- **Given task**: Reproduce each of the following lines exactly as it appears, from the first to the last.

- **Dataset records**:
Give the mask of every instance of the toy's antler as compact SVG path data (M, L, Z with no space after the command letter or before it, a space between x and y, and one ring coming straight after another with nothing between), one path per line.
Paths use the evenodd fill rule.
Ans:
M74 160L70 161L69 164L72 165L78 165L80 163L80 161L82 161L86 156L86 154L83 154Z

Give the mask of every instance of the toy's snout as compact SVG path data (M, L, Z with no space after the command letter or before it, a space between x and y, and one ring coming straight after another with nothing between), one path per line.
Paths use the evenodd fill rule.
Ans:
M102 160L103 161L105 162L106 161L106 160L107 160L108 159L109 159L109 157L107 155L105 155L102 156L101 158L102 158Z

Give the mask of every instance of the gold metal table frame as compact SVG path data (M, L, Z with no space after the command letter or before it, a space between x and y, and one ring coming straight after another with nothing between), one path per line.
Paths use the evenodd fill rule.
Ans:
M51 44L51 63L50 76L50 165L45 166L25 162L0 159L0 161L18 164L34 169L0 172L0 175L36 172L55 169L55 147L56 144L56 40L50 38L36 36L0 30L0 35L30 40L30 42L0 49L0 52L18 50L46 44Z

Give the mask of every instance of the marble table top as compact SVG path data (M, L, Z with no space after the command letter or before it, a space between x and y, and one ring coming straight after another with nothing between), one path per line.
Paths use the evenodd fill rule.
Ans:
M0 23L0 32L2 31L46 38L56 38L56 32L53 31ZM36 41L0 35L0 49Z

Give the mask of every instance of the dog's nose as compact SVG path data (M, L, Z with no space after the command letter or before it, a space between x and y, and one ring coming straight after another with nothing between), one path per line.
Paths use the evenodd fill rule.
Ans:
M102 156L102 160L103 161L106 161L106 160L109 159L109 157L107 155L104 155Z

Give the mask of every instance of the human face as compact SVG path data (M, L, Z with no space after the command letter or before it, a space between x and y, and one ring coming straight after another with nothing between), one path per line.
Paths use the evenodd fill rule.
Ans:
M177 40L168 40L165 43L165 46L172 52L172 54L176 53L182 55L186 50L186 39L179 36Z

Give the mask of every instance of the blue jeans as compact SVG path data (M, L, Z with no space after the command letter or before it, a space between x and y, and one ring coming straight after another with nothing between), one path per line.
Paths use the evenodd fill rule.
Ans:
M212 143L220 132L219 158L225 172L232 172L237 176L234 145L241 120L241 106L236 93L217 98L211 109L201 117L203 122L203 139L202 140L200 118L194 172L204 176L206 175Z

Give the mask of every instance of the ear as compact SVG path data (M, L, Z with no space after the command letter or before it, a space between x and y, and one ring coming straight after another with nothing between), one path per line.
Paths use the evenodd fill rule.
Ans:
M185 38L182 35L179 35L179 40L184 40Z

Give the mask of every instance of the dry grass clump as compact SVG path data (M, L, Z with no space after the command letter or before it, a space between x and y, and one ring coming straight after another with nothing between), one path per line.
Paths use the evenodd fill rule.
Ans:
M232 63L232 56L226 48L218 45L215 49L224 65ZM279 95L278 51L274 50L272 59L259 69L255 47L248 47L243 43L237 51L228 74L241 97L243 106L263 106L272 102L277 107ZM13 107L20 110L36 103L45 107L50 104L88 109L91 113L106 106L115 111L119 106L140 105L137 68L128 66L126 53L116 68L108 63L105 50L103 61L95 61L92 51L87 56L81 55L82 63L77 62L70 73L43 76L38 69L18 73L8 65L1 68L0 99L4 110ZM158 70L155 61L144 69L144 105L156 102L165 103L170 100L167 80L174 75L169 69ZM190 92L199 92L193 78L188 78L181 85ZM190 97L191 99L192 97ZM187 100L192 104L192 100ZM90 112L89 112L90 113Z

- **Output below**:
Give the mask of every instance of the toy's antler as compact SVG path data (M, L, Z with no space after the command letter or before it, a space between x and y, and one ring coming straight after another with nothing between), one path per line.
Paths use the evenodd fill rule.
Ans:
M74 160L70 161L69 164L72 165L78 165L80 163L80 161L82 161L86 156L86 154L83 154Z

Give the mask of every instance of the toy's snout as compact SVG path data (M, L, Z with no space after the command letter or before it, a space between x and y, and one ring coming straight after another with nothing between), one path per line.
Paths use the evenodd fill rule.
Ans:
M102 160L103 161L105 162L106 161L106 160L107 160L108 159L109 159L109 157L107 155L105 155L102 156L101 158L102 158Z

Give the mask of every instance of the gold metal table frame as compact SVG path data (M, L, Z with no space after the command letter or before it, a space between x and y, and one ring coming straight after another with nothing between), one path per line.
Paths use the evenodd fill rule.
Ans:
M51 44L51 63L50 76L50 165L45 166L25 162L0 159L0 161L18 164L34 169L0 172L0 175L36 172L55 169L55 147L56 144L56 40L50 38L36 36L0 30L0 35L30 40L30 42L0 49L0 52L18 50L46 44Z

Give the mask of every instance of the marble table top as compact SVG path data (M, L, Z with no space after the command letter or before it, a space between x and y, and one ring coming straight after another with nothing between), one path per line.
Paths use the evenodd fill rule.
Ans:
M0 23L0 32L2 31L46 38L56 38L56 32L53 31ZM36 41L0 35L0 49Z

Give the mask of every instance of the dog's nose as compact SVG path data (M, L, Z with no space after the command letter or before it, a space between x and y, and one ring coming straight after another with nothing between), one path per line.
Paths use the evenodd fill rule.
Ans:
M102 156L102 160L103 161L106 161L106 160L109 159L109 157L107 155L104 155Z

Give the mask of every instance of the human face as compact SVG path data (M, L, Z with no space after the command letter or before it, a space between x and y, and one ring coming straight after another with nothing between), one path per line.
Paths use the evenodd fill rule.
Ans:
M177 40L168 40L165 43L165 46L172 52L172 54L176 53L182 55L186 50L186 39L179 36Z

Give the mask of every instance of the blue jeans as compact SVG path data (M, L, Z with no space after the command letter or before it, a space between x and y, and one ring coming straight after another with nothing between), one path per line.
Paths use the evenodd fill rule.
Ans:
M212 143L220 132L219 158L225 172L232 172L237 176L234 145L241 120L241 106L236 93L217 98L211 109L201 117L203 122L203 139L202 140L200 118L194 172L204 176L206 175Z

Give the mask of every instance of the ear as compact SVG path data (M, L, Z with no space after the command letter or before it, a space between x and y, and one ring coming straight after another with nothing between), one path per line.
Paths use the evenodd fill rule.
Ans:
M185 38L182 35L179 35L179 40L184 40Z

Give the mask of every instance of the dry grass clump as compact SVG path data (M, L, Z with no space after the command letter or before it, a space between x and y, and one ring coming straight after another with nothing between), one path per line.
Paths use the evenodd fill rule.
Ans:
M232 63L232 56L226 48L218 45L215 49L224 65ZM279 95L278 51L274 50L272 59L259 69L255 47L248 47L243 43L237 51L228 74L241 97L243 106L263 106L272 102L277 107ZM13 107L20 110L36 103L45 107L50 104L88 109L91 113L106 106L115 111L119 106L140 105L137 68L128 66L126 53L116 68L108 63L105 50L103 61L95 61L92 51L87 56L81 55L82 63L77 62L70 73L43 76L38 69L18 73L8 65L1 68L0 99L4 110ZM158 70L155 61L144 69L144 105L156 102L165 103L170 100L167 80L174 75L169 69ZM190 92L199 92L193 78L188 78L181 85ZM190 97L191 99L192 97ZM187 100L192 104L192 100ZM90 112L89 112L90 113Z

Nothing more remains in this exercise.